→ **Try it**
In the data below, find each line containing the string "coordinates" and return it.

::: Data excerpts

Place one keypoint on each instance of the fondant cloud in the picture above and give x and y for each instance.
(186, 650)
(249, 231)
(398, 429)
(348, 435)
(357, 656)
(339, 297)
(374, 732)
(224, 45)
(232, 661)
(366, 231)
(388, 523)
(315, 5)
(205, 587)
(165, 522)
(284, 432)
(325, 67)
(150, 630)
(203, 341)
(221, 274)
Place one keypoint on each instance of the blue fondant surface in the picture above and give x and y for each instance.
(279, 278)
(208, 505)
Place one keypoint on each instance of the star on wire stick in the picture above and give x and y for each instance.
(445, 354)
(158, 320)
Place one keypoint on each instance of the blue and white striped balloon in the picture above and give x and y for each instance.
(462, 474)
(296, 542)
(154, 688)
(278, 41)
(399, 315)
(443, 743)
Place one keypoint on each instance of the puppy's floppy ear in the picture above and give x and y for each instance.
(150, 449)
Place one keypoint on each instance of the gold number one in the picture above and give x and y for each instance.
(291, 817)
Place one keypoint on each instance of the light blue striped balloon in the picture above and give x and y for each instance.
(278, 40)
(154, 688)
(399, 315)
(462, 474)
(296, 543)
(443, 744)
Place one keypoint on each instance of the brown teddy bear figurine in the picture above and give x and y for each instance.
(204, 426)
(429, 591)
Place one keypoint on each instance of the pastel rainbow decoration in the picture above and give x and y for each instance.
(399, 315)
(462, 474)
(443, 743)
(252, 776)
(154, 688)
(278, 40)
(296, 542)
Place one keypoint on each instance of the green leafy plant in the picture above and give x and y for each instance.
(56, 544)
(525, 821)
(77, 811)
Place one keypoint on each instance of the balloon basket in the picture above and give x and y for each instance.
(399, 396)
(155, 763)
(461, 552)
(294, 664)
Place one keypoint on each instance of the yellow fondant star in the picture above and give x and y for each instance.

::::::
::: Data excerpts

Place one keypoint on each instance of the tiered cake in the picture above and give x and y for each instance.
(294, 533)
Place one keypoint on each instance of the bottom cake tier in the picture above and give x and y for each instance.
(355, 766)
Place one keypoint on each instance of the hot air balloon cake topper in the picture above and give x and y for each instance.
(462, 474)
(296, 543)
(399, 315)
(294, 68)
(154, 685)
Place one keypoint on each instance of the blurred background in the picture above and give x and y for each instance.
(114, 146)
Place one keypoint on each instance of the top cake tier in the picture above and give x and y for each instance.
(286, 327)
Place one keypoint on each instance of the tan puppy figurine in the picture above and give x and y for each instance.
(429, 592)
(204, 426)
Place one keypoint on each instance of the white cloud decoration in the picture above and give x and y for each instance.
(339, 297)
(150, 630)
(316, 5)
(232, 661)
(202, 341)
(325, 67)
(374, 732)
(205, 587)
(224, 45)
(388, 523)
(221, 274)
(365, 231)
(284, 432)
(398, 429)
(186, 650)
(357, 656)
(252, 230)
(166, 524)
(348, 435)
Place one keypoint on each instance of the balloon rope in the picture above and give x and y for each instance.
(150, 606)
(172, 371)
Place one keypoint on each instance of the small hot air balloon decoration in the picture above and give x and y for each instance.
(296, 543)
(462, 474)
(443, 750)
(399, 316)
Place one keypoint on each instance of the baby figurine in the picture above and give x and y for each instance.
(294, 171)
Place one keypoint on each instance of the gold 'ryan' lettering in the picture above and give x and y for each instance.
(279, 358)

::::::
::: Data excerpts

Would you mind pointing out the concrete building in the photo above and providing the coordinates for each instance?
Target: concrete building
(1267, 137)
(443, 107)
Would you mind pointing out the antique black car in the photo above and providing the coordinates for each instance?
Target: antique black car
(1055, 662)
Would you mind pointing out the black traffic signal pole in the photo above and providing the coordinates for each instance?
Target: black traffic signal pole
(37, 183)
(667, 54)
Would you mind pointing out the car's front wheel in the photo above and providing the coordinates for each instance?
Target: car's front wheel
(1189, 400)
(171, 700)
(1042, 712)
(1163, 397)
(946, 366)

::::::

→ **Answer box**
Would you mind pointing out the concrete building in the photo above and providing the coordinates for each instance?
Would you mind pointing out the antique black car in the photo above and providing the coordinates for each instance?
Would you mind pointing out the black traffic signal pole in the photo above and providing the coordinates for each instance?
Would you mind pointing out the car's front wheel in the photo above and providing the coordinates for each instance?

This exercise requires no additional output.